● Data excerpts
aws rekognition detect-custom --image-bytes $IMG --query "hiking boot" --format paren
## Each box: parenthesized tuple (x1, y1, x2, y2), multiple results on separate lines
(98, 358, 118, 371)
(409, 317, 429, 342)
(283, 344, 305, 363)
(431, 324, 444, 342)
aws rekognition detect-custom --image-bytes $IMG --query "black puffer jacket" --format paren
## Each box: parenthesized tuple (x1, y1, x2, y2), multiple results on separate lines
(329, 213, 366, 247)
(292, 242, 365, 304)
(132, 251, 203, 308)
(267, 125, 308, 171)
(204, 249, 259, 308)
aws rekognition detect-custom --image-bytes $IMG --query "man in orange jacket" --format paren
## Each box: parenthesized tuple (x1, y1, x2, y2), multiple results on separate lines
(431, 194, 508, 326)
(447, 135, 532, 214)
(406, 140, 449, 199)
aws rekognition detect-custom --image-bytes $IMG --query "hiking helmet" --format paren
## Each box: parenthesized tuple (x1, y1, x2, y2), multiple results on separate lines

● Task requirements
An exact copy of every record above is what's needed here.

● Exercise result
aws rekognition detect-custom --image-bytes $IMG --query "hiking boot" --format paren
## Each box: parenthesized tuple (x1, y1, x2, y2), multiple results on separate lines
(98, 358, 118, 371)
(409, 317, 429, 342)
(283, 344, 305, 363)
(431, 324, 444, 342)
aws rekognition detect-custom --image-bytes $IMG --query "black puffer jacket" --format paren
## Each box: parenthesized tuple (x1, y1, x2, y2), multiple results on separate lines
(329, 213, 366, 247)
(292, 242, 365, 304)
(132, 251, 203, 308)
(267, 125, 308, 171)
(204, 249, 259, 308)
aws rekognition detect-custom --image-bytes $IMG --query "man in orange jacket" --format paren
## Each box: parenthesized tuple (x1, y1, x2, y2), multiple results on separate lines
(431, 194, 508, 326)
(447, 135, 532, 214)
(406, 140, 449, 199)
aws rekognition detect-custom --image-bytes $IMG --query "hiking helmet" --format paren
## Each box: parenthesized tuple (x1, y1, x2, y2), multiple results on separate lines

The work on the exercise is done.